Exercises to complete =>
a – Answer these questions from the text on the Los Angeles Charter Amendments, one answer per line, marked to match:
(i) Who appointed the commission that recommended the change to even-year elections?
(ii) In which council districts did voters vote more heavily against the sales tax than in other districts?
(iii) How many citywide ballot measures were there the last time most voters had no City Council election?
b – Extend the piece on the Los Angeles Charter Amendments past its final sentence, keeping the same voice.

Selected extract =>
Los Angeles Charter Amendments

Wesson and Garcetti appointed the commission that recommended the change to even-year elections. Wesson’s office staffed the commission and provided logistical support. And, come to think of it, I recently chatted with two top Garcetti staffers at an open-bar City Club reception for the commission chair’s research center. They each gave big bucks in campaign contributions to Garcetti before Garcetti appointed them. Did they give money to the commission chair’s charity too? Anyway, it wasn’t exactly an independent commission.

Before the commission first met, a Wesson staffer convened a meeting to brief activists about it. Wesson’s failure to get voters to pass a sales tax increase was discussed, but I wasn’t sure why. A few months later, someone mentioned to me that Council Districts on the Westside and in the Valley had voted more heavily against the sales tax than other districts had. Soon the movie “Batman Returns” came to mind, and it hit me: Herb Wesson is playing this town like a fiddle!

The Westside council districts - the districts with the most registered voters - aren’t voting in City Council elections this year! In the Valley, Mitchell Englander is running unopposed on the ballot, Paul Krekorian is going to win easily, and Bob Blumenfield doesn’t have to run! Districts with voters highly interested in fiscal responsibility, districts that often take the most active interest in elections — and in fact most voters in the City of Los Angeles — have no City Council election to vote on! The last time that happened, there were ten citywide ballot measures to bring out voters, including the hotly-contested issue of medical marijuana. This time, the only city ballot measures are Charter Amendments 1&2!

Supplied data =>
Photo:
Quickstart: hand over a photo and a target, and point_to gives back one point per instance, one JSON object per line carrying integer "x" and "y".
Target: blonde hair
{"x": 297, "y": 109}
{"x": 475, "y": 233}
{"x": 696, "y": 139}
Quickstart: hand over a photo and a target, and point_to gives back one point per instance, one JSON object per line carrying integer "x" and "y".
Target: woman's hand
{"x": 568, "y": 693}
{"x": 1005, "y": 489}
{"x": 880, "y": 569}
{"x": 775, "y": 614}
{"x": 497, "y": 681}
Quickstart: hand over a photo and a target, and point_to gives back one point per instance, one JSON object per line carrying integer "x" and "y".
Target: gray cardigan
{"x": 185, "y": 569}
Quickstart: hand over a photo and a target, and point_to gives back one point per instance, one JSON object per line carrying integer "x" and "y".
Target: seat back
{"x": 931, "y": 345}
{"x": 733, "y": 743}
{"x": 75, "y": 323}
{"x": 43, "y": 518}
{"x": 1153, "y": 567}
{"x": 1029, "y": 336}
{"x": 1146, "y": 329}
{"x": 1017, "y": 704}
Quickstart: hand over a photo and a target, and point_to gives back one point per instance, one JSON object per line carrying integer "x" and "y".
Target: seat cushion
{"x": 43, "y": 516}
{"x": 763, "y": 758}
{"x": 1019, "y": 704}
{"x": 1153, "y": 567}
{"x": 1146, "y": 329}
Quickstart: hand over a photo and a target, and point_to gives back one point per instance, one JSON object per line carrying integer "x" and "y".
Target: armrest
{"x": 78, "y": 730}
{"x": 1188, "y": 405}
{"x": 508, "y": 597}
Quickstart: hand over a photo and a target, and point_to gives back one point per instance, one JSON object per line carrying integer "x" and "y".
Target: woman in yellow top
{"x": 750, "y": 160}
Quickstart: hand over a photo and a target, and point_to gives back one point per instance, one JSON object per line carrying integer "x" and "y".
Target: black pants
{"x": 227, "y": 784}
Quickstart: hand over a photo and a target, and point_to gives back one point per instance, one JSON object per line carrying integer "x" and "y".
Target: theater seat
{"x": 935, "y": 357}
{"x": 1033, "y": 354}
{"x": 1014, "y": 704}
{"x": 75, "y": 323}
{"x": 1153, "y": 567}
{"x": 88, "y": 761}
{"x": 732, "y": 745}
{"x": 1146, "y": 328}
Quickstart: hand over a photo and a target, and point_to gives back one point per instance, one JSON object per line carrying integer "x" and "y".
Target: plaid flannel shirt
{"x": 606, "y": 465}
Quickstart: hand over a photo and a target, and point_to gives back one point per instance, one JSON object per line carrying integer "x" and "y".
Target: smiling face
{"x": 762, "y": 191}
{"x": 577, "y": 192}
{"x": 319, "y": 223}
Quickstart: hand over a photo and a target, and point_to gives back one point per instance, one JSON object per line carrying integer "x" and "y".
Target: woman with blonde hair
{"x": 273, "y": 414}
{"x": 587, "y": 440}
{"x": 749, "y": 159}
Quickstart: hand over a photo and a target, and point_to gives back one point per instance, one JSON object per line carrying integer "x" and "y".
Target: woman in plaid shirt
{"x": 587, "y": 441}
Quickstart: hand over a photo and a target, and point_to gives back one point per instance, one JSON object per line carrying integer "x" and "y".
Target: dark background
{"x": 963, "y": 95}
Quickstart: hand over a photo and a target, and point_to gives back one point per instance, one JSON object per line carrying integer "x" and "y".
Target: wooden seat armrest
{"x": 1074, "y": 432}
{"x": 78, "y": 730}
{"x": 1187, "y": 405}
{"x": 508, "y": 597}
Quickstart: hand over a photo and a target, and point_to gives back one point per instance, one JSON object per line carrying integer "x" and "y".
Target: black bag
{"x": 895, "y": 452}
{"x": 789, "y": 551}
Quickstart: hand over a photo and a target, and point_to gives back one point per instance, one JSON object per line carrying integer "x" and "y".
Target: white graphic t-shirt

Answers to the exercise =>
a –
(i) Wesson and Garcetti
(ii) The Westside and the Valley
(iii) Ten

b –
Boring, right? Now Wesson is up for re-election. He’ll be turning out voters in his district. And I’m sure he’s figured out that he can use this odd-year election to get himself and his staff and other politicians parting gifts from the voters without having to worry about high turnout in the districts that gave him the most trouble with the sales tax! Sneaky! And ironically, those gifts would come from propositions that say we shouldn’t even be having odd-year elections! Plus, County Supervisor Mark Ridley-Thomas isn’t termed out until 2020, and Wesson would absolutely love to get to stay in office until 2020 instead of 2019 and run for Ridley-Thomas’ seat as a current elected official rather than as a termed-out has-been! Brilliant!

[dc]L.[/dc]A., you’re being played. Forget “voter fatigue.” Combat complacency. Go vote “no” or you’ll be responsible for huge mandatory gratuities to otherwise termed-out politicians. You can vote against Amendments 1&2 at any polling place in the city (see a flag, get a ballot!) on Tuesday, March 3rd until 8:00 PM. Push back.